Data for this exercise Block Start

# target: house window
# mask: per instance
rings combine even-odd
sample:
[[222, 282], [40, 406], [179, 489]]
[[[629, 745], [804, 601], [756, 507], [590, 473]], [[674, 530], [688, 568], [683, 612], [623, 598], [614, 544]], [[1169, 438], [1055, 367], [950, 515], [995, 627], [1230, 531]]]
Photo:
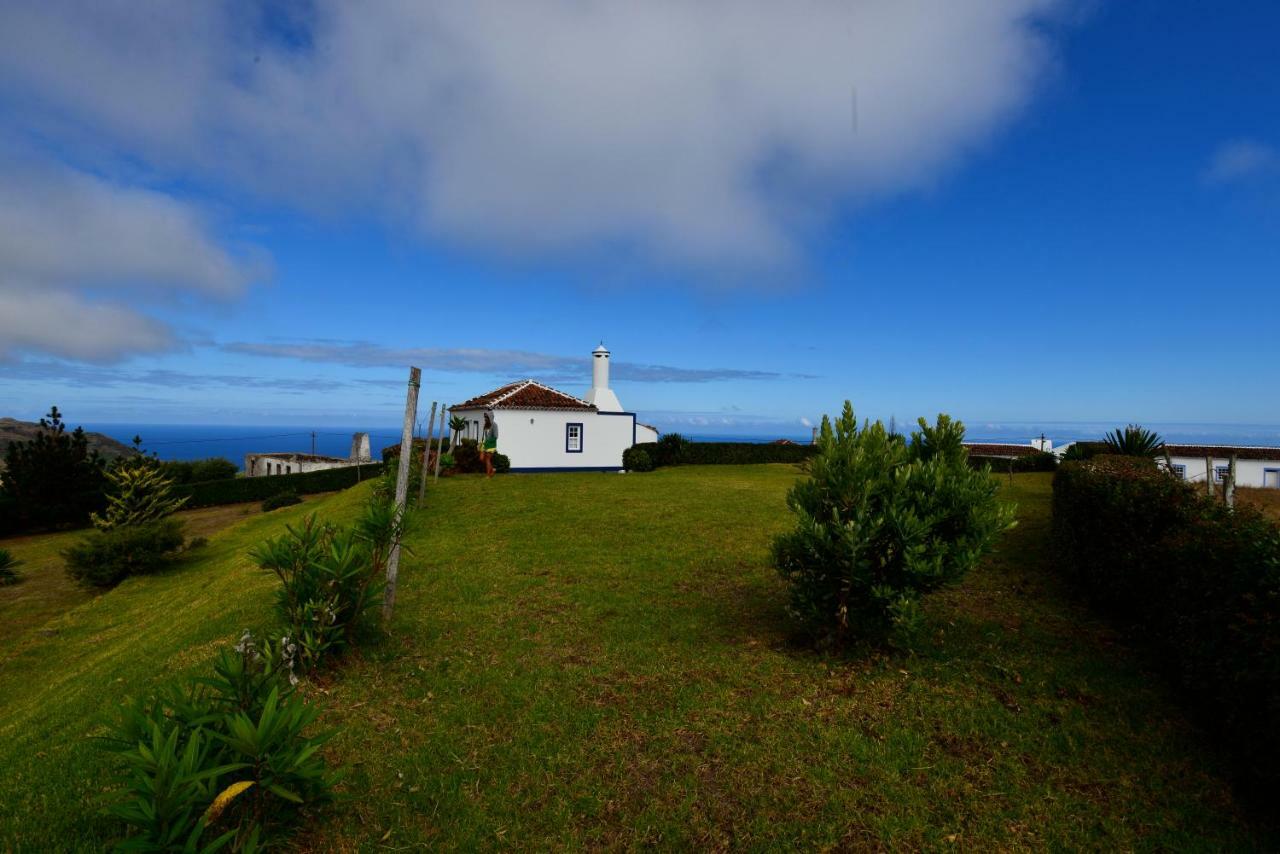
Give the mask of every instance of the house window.
[[285, 473], [285, 474], [293, 474], [293, 466], [285, 466], [285, 467], [284, 467], [284, 473]]
[[564, 450], [567, 454], [582, 453], [582, 425], [564, 425]]
[[276, 463], [276, 474], [280, 474], [280, 464]]
[[1217, 483], [1225, 482], [1227, 479], [1227, 471], [1228, 471], [1227, 466], [1214, 466], [1213, 468], [1214, 481]]
[[1177, 464], [1175, 463], [1175, 464], [1174, 464], [1174, 466], [1173, 466], [1173, 474], [1174, 474], [1174, 477], [1176, 477], [1178, 480], [1186, 480], [1186, 479], [1187, 479], [1187, 467], [1186, 467], [1186, 466], [1180, 466], [1180, 465], [1177, 465]]

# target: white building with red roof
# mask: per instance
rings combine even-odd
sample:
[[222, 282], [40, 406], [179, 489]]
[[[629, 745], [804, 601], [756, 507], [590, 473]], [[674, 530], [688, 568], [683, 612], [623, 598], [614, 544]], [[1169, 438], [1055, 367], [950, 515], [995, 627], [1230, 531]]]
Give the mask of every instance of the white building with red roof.
[[466, 420], [462, 438], [480, 439], [487, 414], [497, 429], [498, 453], [515, 472], [620, 471], [622, 452], [656, 442], [658, 431], [636, 422], [609, 388], [609, 351], [591, 354], [591, 388], [585, 397], [519, 380], [449, 407]]

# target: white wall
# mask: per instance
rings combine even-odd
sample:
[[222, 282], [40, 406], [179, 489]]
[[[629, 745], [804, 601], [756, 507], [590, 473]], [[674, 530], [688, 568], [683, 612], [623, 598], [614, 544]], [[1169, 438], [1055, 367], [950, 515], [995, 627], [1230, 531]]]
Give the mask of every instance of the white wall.
[[[458, 412], [469, 421], [484, 422], [478, 411]], [[513, 469], [621, 469], [622, 452], [632, 445], [635, 416], [598, 412], [498, 409], [498, 453], [511, 459]], [[582, 425], [582, 452], [565, 450], [568, 424]], [[474, 427], [469, 434], [475, 437]]]
[[[273, 457], [270, 454], [248, 454], [244, 458], [245, 477], [263, 477], [276, 474], [303, 474], [309, 471], [324, 469], [340, 469], [355, 463], [339, 460], [324, 462], [319, 460], [292, 460], [286, 457]], [[276, 466], [280, 467], [276, 471]]]
[[658, 431], [652, 427], [646, 427], [644, 424], [636, 425], [636, 444], [643, 445], [645, 442], [658, 441]]
[[[1226, 457], [1217, 457], [1213, 461], [1216, 469], [1230, 463]], [[1204, 483], [1204, 457], [1173, 457], [1174, 466], [1185, 466], [1183, 477], [1196, 483]], [[1271, 474], [1264, 483], [1263, 477], [1267, 469], [1280, 470], [1280, 459], [1275, 460], [1236, 460], [1236, 486], [1280, 486], [1280, 474]], [[1177, 470], [1176, 468], [1174, 469]], [[1217, 483], [1215, 478], [1214, 483]]]

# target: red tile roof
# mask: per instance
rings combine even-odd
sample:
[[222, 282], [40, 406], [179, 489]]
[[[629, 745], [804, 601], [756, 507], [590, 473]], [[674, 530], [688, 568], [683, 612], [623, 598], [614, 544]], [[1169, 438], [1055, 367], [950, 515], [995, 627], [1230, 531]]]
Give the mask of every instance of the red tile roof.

Data for this exercise Block End

• Exercise details
Each record above goes into the copy word for word; the pictures do not.

• Solved problem
# target: house window
# mask: per instance
rings combine even-odd
sample:
[[222, 282], [40, 406], [179, 489]]
[[[629, 745], [804, 601], [756, 507], [590, 473]], [[674, 530], [688, 568], [683, 612], [623, 598], [614, 544]], [[1169, 438], [1055, 367], [950, 515], [995, 627], [1230, 531]]]
Photo:
Give the mask of every instance of the house window.
[[285, 473], [285, 474], [293, 474], [293, 466], [285, 466], [285, 467], [284, 467], [284, 473]]
[[564, 450], [567, 454], [582, 453], [582, 425], [564, 425]]
[[276, 463], [276, 474], [280, 474], [280, 464]]
[[1217, 483], [1225, 482], [1227, 479], [1227, 471], [1228, 471], [1227, 466], [1214, 466], [1213, 468], [1214, 481]]
[[1177, 464], [1175, 463], [1175, 464], [1174, 464], [1174, 466], [1173, 466], [1173, 474], [1174, 474], [1174, 477], [1176, 477], [1178, 480], [1186, 480], [1186, 479], [1187, 479], [1187, 467], [1186, 467], [1186, 466], [1180, 466], [1180, 465], [1177, 465]]

# target: white building with red roof
# mask: per instance
rings combine even-odd
sample:
[[222, 282], [40, 406], [179, 489]]
[[[629, 745], [804, 601], [756, 507], [590, 473]], [[674, 530], [688, 568], [683, 612], [623, 598], [614, 544]], [[1169, 438], [1055, 367], [950, 515], [995, 627], [1230, 531]]]
Give the mask of every instance of the white building with red roof.
[[466, 420], [462, 438], [480, 439], [487, 414], [497, 429], [498, 453], [515, 472], [620, 471], [622, 452], [656, 442], [658, 431], [636, 422], [609, 388], [609, 351], [591, 354], [591, 388], [585, 397], [519, 380], [449, 407]]

# target: white wall
# mask: per instance
rings combine even-odd
sample:
[[222, 282], [40, 406], [179, 489]]
[[[629, 745], [804, 601], [756, 507], [590, 473]], [[674, 530], [688, 568], [683, 612], [623, 598], [614, 544]], [[1169, 438], [1055, 367], [950, 515], [995, 627], [1230, 531]]]
Give the mask of every instance of the white wall.
[[[458, 412], [469, 421], [484, 422], [478, 411]], [[513, 469], [621, 469], [622, 452], [632, 445], [635, 416], [598, 412], [498, 409], [498, 453], [511, 459]], [[582, 425], [582, 452], [565, 450], [568, 424]], [[474, 427], [469, 434], [475, 437]]]
[[[273, 457], [270, 454], [248, 454], [244, 458], [245, 477], [263, 477], [276, 474], [303, 474], [309, 471], [324, 469], [340, 469], [355, 463], [339, 460], [324, 462], [319, 460], [292, 460], [286, 457]], [[276, 466], [280, 467], [276, 471]]]
[[658, 431], [652, 427], [646, 427], [644, 424], [636, 425], [636, 444], [643, 445], [645, 442], [658, 441]]
[[[1226, 457], [1217, 457], [1213, 461], [1216, 469], [1230, 463]], [[1204, 483], [1204, 457], [1173, 457], [1174, 466], [1185, 466], [1183, 477], [1196, 483]], [[1271, 474], [1264, 483], [1263, 477], [1267, 469], [1280, 470], [1280, 459], [1275, 460], [1236, 460], [1236, 486], [1280, 486], [1280, 474]], [[1177, 470], [1176, 468], [1174, 469]], [[1217, 483], [1215, 478], [1214, 483]]]

# target: red tile roof
# mask: per instance
rings combine even-odd
sample:
[[222, 282], [40, 406], [179, 489]]
[[[629, 745], [804, 601], [756, 507], [590, 473]], [[674, 530], [688, 568], [683, 612], [623, 598], [614, 544]], [[1169, 438], [1055, 367], [950, 515], [995, 627], [1230, 531]]]
Give the mask of every instance of the red tile roof.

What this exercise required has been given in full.